Test Your EYE-Q

How much do you know about eye health? Take our eye health quiz to find out (and scroll down for the answers)!

 

The Questions

1. True or False: The sun emits three types of ultraviolet rays: UVA, UVB and UVC

2. UV exposure can lead to or exacerbate the following eye conditions:

a) Cataracts
b) Macular degeneration
c) Pterygium, a tissue growth over the white of the eye
d) All of the above

3. True or False: UVA and UVB rays are stronger in the spring and summer than they are during the winter.

4. True or False: Larger sunglasses lenses block more light and UV radiation than smaller lenses.

5. True or False: Polarized sunglasses offer more UV protection than non-polarized sunglasses.

6. True or False: The sun is the only source of UV radiation.

7. True or False: If it's cloudy, you're not at risk of UV damage.

8. True or False: Darker lenses provide more sun protection.

9. True or False: Your eyes can get sunburned.

10. True or False: Light-colored eyes (like blue and green) are more susceptible to UV damage.

 


The Answers


1. The sun emits three types of ultraviolet rays: UVA, UVB and UVC: TRUE
You may never have heard of UVC rays, because they don't actually reach the earth's surface -- but they do exist! Check out our recent blog on UV protection to learn more.

2. UV exposure can lead to or exacerbate the following eye conditions:
a) Cataracts
b) Macular degeneration
c) Pterygium, a tissue growth over the white of the eye
d) All of the above

According to the National Eye Institute, UV exposure can lead to cataracts, macular degeneration (the leading cause of blindness in the U.S.) and eye growths such as pterygium. Other less common but serious health conditions linked to UV exposure include ocular melanoma and skin cancer in the eye area.

3. UVA and UVB rays are stronger in the spring and summer than they are during the winter: FALSE
This is a tricky one--because it depends on the type of UV ray! Although UVB rays, which are shorter, are stronger in the U.S. during the spring and summer months, UVA rays, which are longer, are the same year-round. You do, however, get more UVA exposure at higher altitudes.

4. Larger sunglasses lenses block more light and UV radiation than smaller lenses: TRUE
The larger the surface area of your sunglass lens, the more UV protection you're getting in and around your eyes. Bonus: Large glasses also help shield your eyes from allergens.

5. Polarized sunglasses offer more UV protection than non-polarized sunglasses: FALSE
Another tricky one! As this CNN article explains, polarized sunglasses do add more protection against the glare that comes from sunlight reflecting off surfaces like snow or water. But polarization itself does not increase UV protection. For more on the difference between polarized and non-polarized lenses, check out our recent blog post. And when it comes to protecting your eyes, make sure your lenses offer UV protection!

6. The sun is the only source of UV radiation: FALSE
The most common source of UV radiation is the sun, but as the American Optometric Association points out, there are also artificial sources, including tanning beds, lasers and welding machines.

7. If it's cloudy, you're not at risk of UV damage: FALSE
UV radiation can easily pass through haze and clouds, so it's important to protect your eyes no matter the weather or season, says the American Academy of Ophthalmology.

▸ **What to produce**:
List every health condition that the answers section of the eye health quiz links to UV exposure. The records that follow are not needed to work with the eye health quiz.

▸ **Given entries**:
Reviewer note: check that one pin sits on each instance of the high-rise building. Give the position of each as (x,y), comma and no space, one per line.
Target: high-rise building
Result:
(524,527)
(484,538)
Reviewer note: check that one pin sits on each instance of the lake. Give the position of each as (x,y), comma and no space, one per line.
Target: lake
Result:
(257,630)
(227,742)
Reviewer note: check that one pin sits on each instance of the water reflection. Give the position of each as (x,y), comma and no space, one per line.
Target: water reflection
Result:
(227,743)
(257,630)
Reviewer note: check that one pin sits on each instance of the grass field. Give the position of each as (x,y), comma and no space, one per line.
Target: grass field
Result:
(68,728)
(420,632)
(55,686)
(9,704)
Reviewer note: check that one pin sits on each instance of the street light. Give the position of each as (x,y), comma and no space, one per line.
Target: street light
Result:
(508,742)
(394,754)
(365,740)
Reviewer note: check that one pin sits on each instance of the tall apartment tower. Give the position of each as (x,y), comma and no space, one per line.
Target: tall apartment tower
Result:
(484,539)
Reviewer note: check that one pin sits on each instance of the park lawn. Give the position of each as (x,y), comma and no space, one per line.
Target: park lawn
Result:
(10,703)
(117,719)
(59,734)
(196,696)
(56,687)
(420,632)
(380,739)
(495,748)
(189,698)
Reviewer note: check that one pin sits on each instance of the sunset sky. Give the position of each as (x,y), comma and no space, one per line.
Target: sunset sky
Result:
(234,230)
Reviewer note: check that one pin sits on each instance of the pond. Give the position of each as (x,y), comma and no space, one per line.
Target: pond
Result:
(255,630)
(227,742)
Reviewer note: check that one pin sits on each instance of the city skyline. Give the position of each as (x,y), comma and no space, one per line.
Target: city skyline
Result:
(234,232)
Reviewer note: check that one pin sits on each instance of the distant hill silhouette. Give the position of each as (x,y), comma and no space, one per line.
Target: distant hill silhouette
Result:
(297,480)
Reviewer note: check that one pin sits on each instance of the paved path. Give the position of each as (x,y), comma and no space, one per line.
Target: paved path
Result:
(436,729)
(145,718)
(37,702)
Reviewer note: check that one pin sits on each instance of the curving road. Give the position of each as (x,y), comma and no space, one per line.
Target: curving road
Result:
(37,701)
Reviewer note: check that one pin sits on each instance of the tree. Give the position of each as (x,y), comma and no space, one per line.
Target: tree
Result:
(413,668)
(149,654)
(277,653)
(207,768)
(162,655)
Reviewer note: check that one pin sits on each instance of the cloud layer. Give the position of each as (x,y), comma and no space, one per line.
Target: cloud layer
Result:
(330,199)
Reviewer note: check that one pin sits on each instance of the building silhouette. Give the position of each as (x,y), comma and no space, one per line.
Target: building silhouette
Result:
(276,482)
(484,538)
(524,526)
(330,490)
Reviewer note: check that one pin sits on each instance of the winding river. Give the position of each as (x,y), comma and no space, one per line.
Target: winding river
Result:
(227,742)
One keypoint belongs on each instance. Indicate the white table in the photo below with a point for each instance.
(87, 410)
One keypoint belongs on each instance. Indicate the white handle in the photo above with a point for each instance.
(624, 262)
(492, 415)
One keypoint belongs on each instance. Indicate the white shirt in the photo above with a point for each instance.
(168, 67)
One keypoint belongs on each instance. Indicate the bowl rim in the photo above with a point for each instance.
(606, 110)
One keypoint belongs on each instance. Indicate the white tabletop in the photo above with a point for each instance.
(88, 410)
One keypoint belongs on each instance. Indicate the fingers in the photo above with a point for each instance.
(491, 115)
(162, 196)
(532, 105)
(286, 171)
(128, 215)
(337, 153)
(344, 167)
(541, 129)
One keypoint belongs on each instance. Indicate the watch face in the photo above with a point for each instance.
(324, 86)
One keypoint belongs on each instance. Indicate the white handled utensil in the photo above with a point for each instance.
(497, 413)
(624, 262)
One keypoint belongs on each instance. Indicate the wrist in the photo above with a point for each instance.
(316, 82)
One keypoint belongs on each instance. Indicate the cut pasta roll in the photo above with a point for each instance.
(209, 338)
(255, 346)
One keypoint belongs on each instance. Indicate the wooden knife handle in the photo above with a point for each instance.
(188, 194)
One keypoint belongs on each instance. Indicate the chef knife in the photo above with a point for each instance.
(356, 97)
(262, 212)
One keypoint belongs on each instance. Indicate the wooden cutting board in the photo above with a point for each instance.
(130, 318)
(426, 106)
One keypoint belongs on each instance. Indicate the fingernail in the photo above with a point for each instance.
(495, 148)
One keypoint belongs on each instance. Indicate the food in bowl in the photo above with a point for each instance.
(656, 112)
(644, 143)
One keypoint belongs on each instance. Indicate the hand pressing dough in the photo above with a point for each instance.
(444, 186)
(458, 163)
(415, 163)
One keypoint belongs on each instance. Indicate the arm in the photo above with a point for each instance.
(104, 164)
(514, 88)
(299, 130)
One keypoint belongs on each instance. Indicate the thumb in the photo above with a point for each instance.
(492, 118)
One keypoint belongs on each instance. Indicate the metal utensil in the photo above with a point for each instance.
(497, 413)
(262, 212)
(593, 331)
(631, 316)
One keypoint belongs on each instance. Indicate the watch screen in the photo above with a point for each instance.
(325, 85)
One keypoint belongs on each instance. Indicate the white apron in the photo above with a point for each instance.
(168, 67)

▸ **Task output**:
- Cataracts
- Macular degeneration
- Pterygium
- Ocular melanoma
- Skin cancer in the eye area